→ Material to process
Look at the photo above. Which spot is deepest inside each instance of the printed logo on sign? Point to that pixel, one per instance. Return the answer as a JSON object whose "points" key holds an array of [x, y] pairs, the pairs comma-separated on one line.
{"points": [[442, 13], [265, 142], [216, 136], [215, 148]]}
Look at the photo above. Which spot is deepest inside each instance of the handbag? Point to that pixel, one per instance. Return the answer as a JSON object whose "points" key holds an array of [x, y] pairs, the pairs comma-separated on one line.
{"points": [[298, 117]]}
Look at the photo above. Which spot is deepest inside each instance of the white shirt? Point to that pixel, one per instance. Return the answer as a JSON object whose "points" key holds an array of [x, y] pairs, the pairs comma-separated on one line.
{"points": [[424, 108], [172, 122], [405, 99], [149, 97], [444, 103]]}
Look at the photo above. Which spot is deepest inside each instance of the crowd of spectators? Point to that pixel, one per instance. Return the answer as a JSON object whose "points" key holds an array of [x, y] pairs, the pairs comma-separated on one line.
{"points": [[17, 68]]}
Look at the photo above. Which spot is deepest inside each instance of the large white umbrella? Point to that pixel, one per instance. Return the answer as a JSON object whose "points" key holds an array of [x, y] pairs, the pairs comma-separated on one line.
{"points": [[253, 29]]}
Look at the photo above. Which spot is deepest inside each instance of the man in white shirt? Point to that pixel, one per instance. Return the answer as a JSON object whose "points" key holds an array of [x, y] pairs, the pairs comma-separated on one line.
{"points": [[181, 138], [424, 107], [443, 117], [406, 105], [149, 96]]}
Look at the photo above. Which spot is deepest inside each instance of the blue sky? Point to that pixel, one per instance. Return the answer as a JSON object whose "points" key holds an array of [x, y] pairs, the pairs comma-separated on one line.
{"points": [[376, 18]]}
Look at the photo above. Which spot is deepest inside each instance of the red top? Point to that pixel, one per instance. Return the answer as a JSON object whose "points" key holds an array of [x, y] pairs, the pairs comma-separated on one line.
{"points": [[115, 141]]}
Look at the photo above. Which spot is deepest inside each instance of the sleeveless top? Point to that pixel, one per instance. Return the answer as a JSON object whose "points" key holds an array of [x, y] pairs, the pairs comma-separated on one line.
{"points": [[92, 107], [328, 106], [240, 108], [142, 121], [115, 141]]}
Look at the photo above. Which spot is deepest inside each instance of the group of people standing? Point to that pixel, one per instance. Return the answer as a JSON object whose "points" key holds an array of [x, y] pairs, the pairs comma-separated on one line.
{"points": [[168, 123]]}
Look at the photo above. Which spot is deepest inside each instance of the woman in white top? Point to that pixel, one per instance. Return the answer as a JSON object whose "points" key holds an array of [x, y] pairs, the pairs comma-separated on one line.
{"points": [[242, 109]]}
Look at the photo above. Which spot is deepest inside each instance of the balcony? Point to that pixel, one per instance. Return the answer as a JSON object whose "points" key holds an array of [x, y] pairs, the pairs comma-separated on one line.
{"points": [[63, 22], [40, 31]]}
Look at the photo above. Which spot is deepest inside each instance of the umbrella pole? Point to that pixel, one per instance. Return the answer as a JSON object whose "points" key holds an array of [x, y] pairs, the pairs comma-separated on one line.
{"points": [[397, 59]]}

→ Stated task
Render every line of the records above as a Markdown table with two columns, Row for the row number and Text for the line itself, leaving out blank lines.

→ Solution to this exercise
| Row | Text |
|---|---|
| 1 | Look at the photo above. Which spot is deepest inside each instance of the printed logo on sign? Point to that pixel, one per instance. Return the answer as a JSON object whose "points" key holds an array of [x, y] pairs, the pairs comma-separated on one line. |
| 2 | {"points": [[442, 13], [265, 142], [216, 136], [215, 148]]} |
| 3 | Look at the photo above. Which spot is deepest inside each instance of the handbag? Point to that pixel, one per instance. Return the answer as a JSON object whose "points" key holds an array of [x, y] pairs, the pairs comma-separated on one line. |
| 4 | {"points": [[298, 117]]} |
| 5 | Look at the photo above. Which spot is deepest inside each instance of the white shirt? Point to that pixel, one per instance. Return the answer as a JSON object whose "points" key holds an array of [x, y] pairs, the pairs comma-separated on one line. |
| 6 | {"points": [[424, 108], [172, 122], [405, 99], [149, 97], [444, 103]]} |
| 7 | Look at the photo above. Which spot is deepest inside each instance of the crowd of spectators? Point to that pixel, one per instance. Return the answer as a JSON object whose "points" key holds an array of [x, y] pairs, the pairs comma-separated on one line. |
| 8 | {"points": [[17, 68]]} |
| 9 | Look at the photo above. Which spot is deepest inside each instance of the large white umbrella? Point to that pixel, one per instance. Return the answer as a JSON object whose "points" key holds an array of [x, y] pairs, the pairs comma-separated on one line. |
| 10 | {"points": [[253, 29]]} |
| 11 | Look at the photo above. Which spot is deepest inside each instance of the man in white shirt? Point to that pixel, one per instance. Return the answer as a JSON object whose "points" key holds an array of [x, y] pairs, the pairs comma-separated on one line. |
| 12 | {"points": [[181, 138], [424, 107], [443, 117], [406, 105], [149, 96]]} |
| 13 | Look at the photo above. Which spot is deepest inside each instance of the blue sky? Point to that pixel, one per instance. Return the answer as a JSON object whose "points" key holds an array of [x, y] pairs, the pairs comma-separated on one line. |
| 14 | {"points": [[376, 18]]} |
| 15 | Look at the photo above. Which spot is deepest inside each instance of the red top? Point to that pixel, one per instance. Return the answer as a JSON object whose "points" key holds an array of [x, y] pairs, the pairs comma-separated on one line. |
| 16 | {"points": [[115, 141]]} |
| 17 | Look at the photo above. Which spot is deepest inside each instance of the sleeveless top? Point to that pixel, one per instance. Return the answer as a JSON object whose "points" key holds an array of [x, y] pairs, the pairs comma-separated on one line. |
| 18 | {"points": [[92, 107], [328, 106], [240, 108], [142, 121], [115, 141]]} |
| 19 | Look at the photo above. Which spot is deepest inside each instance of the group of people standing? Point to that pixel, one per instance. Return the answer as a JSON object whose "points" key holds an array of [x, y] pairs, the pairs comma-separated on one line. |
| 20 | {"points": [[168, 123]]} |
| 21 | Look at the photo above. Which spot is deepest inside each instance of the woman in white top? Point to that pixel, one per instance. Return the answer as a JSON object whose "points" key holds an array of [x, y] pairs, the pairs comma-separated on one line. |
| 22 | {"points": [[242, 109]]} |
| 23 | Look at the photo above. Which spot is deepest inside each instance of the balcony? Point to that pixel, one per instance. Return the answer as a JSON object whose "points" key holds an array of [x, y] pairs, the pairs comma-separated on one line. |
| 24 | {"points": [[63, 22], [40, 31]]} |
| 25 | Look at the photo above. Which spot is deepest inside each instance of the umbrella pole? Point to that pixel, one per instance. Return the answer as a JSON object whose "points" key holds an array of [x, y] pairs, the pairs comma-separated on one line. |
| 26 | {"points": [[397, 59]]} |